> **TRAVAIL DEMANDÉ**
1. D'après le passage cité, combien de députés environ avaient introduit le texte au Parlement ?
2. Réécrivez la partie du passage cité qui commence par « Le Parlement israélien » et va jusqu'à « à leur condamnation. », en remplaçant « mercredi » par « jeudi ».

> **PASSAGE CITÉ**
============================================================

La nouvelle loi implique que les citoyens palestiniens d’Israël et les résidents de Jérusalem-Est peuvent désormais être expulsés vers Gaza ou la Cisjordanie, ce qui, selon les experts en droit, équivaut à un crime de guerre
Une Palestinienne près d’un poste de contrôle de l’armée israélienne à proximité du village de Bait Awa, à la périphérie de la ville d’Hébron, en Cisjordanie occupée, le 13 octobre 2021 (AFP)

Le Parlement israélien a adopté mercredi une loi permettant de priver de leur nationalité des « personnes reconnues coupables de terrorisme », condamnées à des peines de prison pour des infractions portant atteinte à la « confiance envers l’État d’Israël » et qui recevraient des fonds de l’Autorité palestinienne (AP) « en récompense » pour les actes ayant conduit à leur condamnation.

Cette nouvelle loi, qui étend les possibilités de déchoir les citoyens palestiniens d’Israël de leur nationalité, permet au gouvernement israélien de révoquer pour les mêmes motifs les permis de résidence permanente accordés aux Palestiniens de Jérusalem-Est, partie orientale de la ville sainte occupée et annexée par Israël.

Le texte avait été introduit au Parlement en décembre par une trentaine de députés, membres aussi bien de la coalition au pouvoir autour du Premier ministre Benyamin Netanyahou (droite) que de partis du centre.

============================================================

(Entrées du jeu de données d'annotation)
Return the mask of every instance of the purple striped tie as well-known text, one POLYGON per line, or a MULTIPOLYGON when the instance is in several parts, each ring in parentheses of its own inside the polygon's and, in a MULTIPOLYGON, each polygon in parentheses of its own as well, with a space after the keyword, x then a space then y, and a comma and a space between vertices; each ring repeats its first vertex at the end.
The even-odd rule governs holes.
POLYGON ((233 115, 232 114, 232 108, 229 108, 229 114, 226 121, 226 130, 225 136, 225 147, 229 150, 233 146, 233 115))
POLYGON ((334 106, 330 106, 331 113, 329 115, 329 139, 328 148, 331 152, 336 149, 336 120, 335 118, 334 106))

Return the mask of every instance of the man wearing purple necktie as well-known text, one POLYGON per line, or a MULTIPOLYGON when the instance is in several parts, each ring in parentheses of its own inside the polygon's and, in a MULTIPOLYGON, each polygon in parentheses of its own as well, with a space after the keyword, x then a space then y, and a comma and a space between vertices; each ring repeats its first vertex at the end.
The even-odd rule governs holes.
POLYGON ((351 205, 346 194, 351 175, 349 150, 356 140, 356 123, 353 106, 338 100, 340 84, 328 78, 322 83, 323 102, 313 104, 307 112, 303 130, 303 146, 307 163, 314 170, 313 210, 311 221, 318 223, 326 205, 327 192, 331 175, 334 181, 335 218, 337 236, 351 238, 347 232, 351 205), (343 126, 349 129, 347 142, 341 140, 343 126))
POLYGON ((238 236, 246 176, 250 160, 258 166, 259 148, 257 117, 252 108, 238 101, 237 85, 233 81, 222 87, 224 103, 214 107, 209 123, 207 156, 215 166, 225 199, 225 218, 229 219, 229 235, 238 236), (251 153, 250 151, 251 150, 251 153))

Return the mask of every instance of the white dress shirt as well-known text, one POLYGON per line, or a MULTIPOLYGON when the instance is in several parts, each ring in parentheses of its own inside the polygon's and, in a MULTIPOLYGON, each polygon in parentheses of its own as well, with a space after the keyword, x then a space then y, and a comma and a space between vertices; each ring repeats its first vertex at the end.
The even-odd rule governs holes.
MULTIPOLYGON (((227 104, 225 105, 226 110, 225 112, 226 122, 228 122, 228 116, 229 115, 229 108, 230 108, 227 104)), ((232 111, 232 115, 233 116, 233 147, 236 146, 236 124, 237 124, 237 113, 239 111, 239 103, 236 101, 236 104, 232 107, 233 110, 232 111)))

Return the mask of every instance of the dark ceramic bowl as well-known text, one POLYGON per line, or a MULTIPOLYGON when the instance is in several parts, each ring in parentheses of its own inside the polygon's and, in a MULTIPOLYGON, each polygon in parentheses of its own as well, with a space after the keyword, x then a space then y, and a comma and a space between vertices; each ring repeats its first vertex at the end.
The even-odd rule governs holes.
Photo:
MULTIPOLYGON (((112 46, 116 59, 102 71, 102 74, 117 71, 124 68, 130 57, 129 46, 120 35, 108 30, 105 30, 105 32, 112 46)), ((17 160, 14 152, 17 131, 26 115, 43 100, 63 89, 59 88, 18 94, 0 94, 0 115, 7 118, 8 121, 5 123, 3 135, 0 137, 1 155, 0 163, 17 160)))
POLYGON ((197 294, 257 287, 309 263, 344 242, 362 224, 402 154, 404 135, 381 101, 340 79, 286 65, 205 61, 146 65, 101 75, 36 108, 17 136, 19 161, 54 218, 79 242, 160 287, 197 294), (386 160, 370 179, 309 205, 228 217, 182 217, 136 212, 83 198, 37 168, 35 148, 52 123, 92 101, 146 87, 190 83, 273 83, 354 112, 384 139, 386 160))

============================================================

> **RÉPONSES FOURNIES**
1. Une trentaine de députés.

2.
Le Parlement israélien a adopté jeudi une loi permettant de priver de leur nationalité des « personnes reconnues coupables de terrorisme », condamnées à des peines de prison pour des infractions portant atteinte à la « confiance envers l’État d’Israël » et qui recevraient des fonds de l’Autorité palestinienne (AP) « en récompense » pour les actes ayant conduit à leur condamnation.